** Opening DATA FOR THE TASK block **

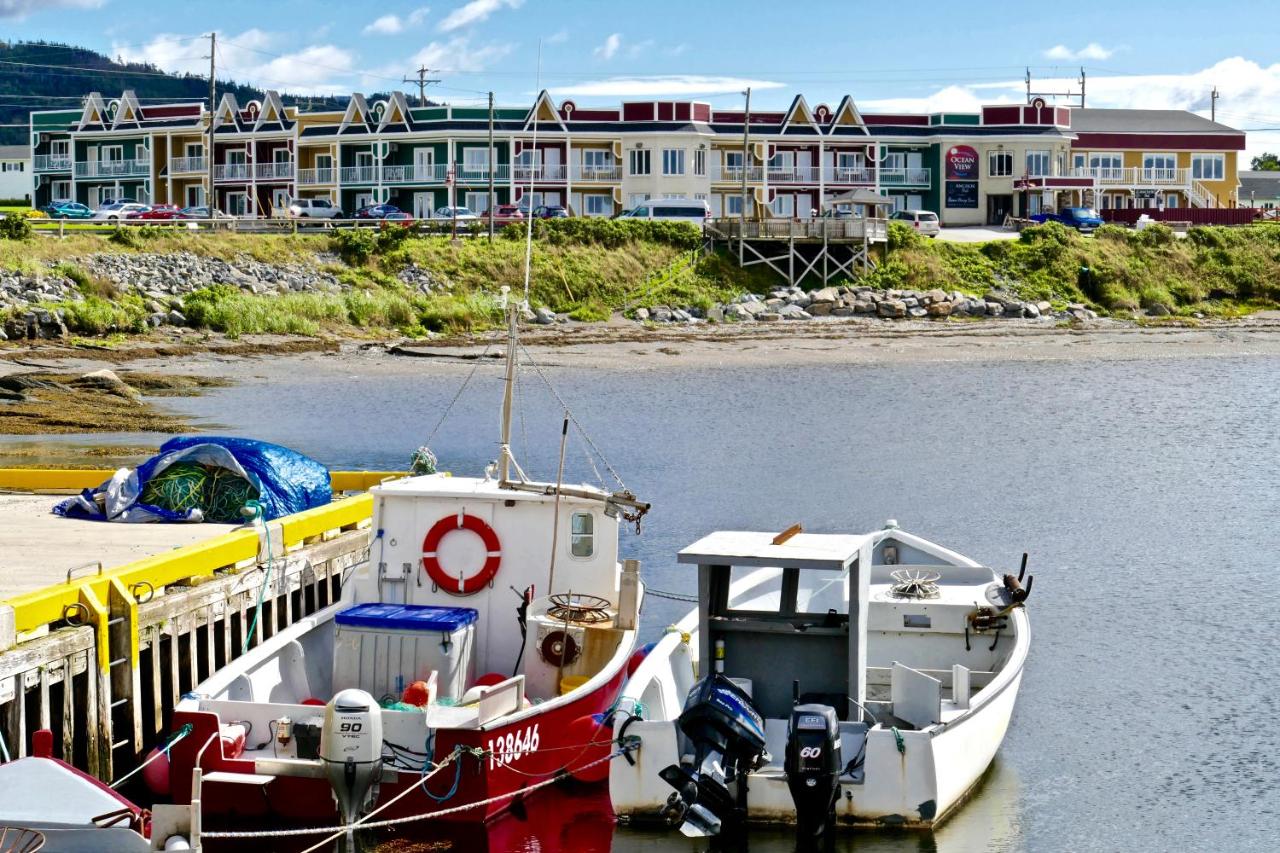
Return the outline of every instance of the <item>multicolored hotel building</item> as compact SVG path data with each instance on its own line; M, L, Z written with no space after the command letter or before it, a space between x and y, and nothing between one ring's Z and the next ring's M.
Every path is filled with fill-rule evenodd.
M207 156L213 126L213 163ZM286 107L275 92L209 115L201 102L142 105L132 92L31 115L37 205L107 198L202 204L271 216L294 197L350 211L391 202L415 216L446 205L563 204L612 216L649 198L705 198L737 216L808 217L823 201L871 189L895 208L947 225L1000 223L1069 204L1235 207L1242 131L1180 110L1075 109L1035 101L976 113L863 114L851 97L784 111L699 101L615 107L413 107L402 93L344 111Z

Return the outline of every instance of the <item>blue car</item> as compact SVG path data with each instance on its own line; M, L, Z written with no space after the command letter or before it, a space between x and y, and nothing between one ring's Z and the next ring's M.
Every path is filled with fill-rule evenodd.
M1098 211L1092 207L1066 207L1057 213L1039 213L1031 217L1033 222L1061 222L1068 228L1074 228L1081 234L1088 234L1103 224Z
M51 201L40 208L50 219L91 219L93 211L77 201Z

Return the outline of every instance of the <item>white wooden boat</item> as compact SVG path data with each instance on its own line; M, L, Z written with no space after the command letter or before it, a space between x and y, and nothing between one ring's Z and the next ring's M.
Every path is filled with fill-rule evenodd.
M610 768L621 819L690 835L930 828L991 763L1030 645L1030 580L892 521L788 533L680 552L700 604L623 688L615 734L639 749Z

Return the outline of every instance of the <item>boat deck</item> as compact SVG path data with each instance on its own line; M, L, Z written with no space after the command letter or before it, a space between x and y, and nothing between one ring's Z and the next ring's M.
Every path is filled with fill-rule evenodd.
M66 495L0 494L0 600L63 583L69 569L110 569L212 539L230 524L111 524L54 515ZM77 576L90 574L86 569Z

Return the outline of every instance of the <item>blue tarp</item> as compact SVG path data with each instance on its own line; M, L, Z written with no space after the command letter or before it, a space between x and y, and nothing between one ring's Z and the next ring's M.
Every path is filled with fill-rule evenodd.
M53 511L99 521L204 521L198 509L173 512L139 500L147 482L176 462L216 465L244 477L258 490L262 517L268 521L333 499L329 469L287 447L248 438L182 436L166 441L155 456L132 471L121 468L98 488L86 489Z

** Closing DATA FOR THE TASK block **
** Opening DATA FOR THE TASK block **

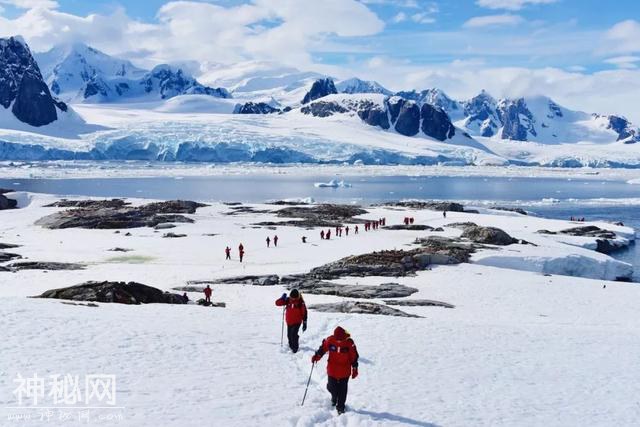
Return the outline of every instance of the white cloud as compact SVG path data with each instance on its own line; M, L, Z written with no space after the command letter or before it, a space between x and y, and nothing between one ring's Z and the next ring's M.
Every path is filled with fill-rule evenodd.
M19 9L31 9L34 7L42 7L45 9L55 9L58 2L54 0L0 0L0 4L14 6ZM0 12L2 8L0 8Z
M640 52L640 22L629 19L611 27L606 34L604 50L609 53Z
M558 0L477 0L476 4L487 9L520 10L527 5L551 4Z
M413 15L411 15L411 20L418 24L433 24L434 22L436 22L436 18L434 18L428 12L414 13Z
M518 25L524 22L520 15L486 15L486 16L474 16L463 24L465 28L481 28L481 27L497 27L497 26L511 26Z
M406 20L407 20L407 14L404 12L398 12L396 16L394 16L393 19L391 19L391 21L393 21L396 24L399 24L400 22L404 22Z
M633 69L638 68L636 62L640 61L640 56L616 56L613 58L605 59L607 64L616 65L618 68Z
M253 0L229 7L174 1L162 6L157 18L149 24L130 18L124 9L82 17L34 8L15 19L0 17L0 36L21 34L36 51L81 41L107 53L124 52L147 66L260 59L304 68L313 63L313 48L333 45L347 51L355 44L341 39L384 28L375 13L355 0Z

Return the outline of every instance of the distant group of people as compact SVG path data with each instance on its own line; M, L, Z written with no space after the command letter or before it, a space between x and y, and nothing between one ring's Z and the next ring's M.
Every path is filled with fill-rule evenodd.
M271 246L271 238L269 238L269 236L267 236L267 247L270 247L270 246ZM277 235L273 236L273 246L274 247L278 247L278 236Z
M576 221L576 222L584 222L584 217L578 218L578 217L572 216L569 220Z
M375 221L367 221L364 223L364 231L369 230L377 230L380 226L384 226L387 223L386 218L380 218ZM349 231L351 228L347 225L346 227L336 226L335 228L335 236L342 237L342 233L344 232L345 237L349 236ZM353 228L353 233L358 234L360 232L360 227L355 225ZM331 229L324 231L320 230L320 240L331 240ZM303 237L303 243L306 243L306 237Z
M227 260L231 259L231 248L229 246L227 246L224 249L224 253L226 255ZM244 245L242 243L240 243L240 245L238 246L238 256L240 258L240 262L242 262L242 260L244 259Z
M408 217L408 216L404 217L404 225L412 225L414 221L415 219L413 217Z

** Closing DATA FOR THE TASK block **
** Opening DATA FOR THE TASK block **

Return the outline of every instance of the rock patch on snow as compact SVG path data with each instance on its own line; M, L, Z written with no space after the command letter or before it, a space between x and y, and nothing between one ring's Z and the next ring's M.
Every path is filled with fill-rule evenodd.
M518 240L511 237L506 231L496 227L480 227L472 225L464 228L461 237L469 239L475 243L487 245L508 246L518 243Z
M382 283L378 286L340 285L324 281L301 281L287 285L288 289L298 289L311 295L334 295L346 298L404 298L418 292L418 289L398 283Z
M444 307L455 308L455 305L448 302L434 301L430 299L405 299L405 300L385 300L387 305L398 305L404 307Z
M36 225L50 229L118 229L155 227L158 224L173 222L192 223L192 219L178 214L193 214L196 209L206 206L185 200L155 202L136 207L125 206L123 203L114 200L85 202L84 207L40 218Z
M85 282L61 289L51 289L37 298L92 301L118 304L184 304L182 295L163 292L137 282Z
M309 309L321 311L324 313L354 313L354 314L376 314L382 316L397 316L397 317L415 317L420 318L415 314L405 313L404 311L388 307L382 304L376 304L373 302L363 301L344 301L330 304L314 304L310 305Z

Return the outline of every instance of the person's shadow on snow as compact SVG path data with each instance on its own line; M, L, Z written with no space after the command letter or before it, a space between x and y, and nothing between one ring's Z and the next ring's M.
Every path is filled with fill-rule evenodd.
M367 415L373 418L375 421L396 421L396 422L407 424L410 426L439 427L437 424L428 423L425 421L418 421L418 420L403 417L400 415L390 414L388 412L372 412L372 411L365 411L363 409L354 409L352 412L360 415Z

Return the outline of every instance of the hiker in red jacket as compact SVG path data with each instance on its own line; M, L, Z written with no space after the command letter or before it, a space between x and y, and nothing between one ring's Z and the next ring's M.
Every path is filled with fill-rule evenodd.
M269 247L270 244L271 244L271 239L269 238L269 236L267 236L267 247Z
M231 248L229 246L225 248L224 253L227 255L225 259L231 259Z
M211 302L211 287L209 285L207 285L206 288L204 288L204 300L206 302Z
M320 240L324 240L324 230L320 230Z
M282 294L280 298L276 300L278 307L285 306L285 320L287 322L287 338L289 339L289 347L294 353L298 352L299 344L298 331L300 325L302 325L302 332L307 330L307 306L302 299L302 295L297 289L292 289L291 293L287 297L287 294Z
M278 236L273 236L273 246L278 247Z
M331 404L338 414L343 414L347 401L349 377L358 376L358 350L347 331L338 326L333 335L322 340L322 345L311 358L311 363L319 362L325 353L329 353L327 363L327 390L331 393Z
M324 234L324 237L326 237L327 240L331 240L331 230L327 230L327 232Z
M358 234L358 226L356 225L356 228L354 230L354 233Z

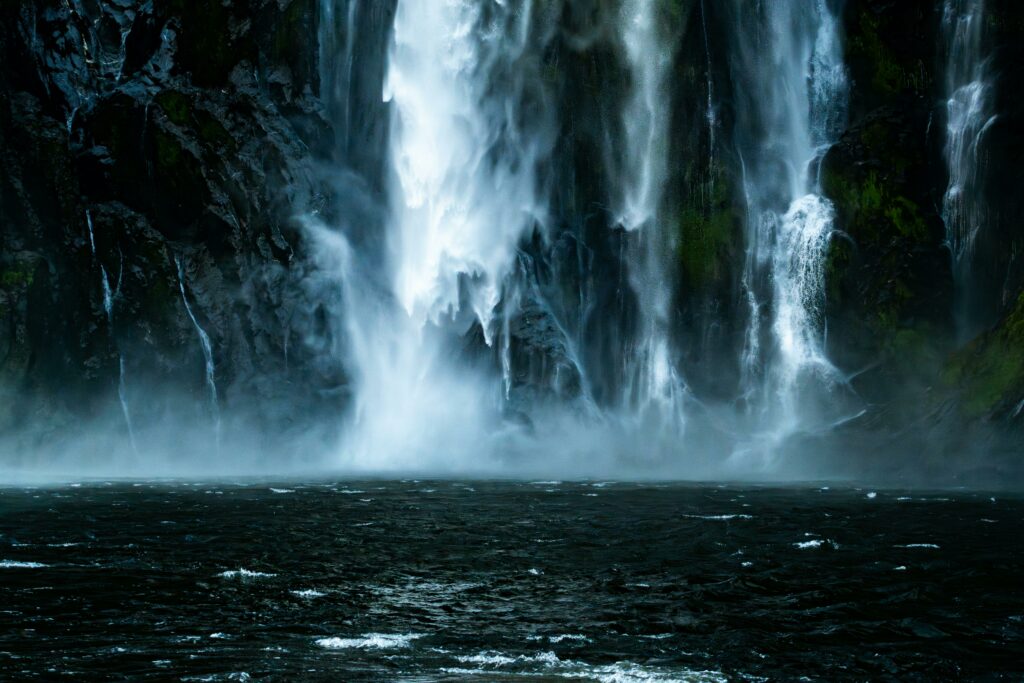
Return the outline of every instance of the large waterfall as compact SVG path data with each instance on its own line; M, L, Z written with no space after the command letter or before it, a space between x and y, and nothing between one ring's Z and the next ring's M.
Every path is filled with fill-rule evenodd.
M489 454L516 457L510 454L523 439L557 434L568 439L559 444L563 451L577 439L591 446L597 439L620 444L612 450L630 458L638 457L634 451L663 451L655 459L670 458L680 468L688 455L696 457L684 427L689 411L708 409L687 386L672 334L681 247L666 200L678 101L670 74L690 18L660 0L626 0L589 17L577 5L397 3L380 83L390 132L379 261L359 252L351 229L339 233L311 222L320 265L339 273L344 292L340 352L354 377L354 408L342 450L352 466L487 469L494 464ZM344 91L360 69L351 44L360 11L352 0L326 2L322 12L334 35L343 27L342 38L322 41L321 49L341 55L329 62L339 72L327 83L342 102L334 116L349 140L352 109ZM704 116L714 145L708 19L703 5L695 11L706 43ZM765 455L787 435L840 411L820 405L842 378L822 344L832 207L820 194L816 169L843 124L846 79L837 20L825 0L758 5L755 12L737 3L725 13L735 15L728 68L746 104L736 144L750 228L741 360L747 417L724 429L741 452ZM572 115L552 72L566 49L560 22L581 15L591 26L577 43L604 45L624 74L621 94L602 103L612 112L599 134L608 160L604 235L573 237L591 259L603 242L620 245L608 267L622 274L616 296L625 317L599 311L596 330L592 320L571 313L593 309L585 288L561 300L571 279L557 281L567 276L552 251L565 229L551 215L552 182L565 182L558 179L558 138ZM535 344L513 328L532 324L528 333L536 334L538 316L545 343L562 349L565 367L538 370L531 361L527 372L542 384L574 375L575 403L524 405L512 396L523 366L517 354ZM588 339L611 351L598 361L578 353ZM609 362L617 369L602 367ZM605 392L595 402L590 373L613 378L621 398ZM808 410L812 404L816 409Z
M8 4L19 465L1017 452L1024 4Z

** Closing DATA FOR THE TASK block **

## ACTION ITEM
Filter the data, keeping only the lines that contain "boat".

## OUTPUT BELOW
Return the outline of every instance of the <item>white wooden boat</item> as compact SVG path data with each instance on its own line; M, L, Z written with no space after the command letter or before it, a space between x and y, and nothing between one ring's Z and the next ring's M.
Return the outline of every instance of the <item>boat deck</item> as compact SVG path data with each instance on its own line; M, L, Z written with no space after the command letter or before it, a space between x and y, and nothing between one ring's Z and the next ring's M.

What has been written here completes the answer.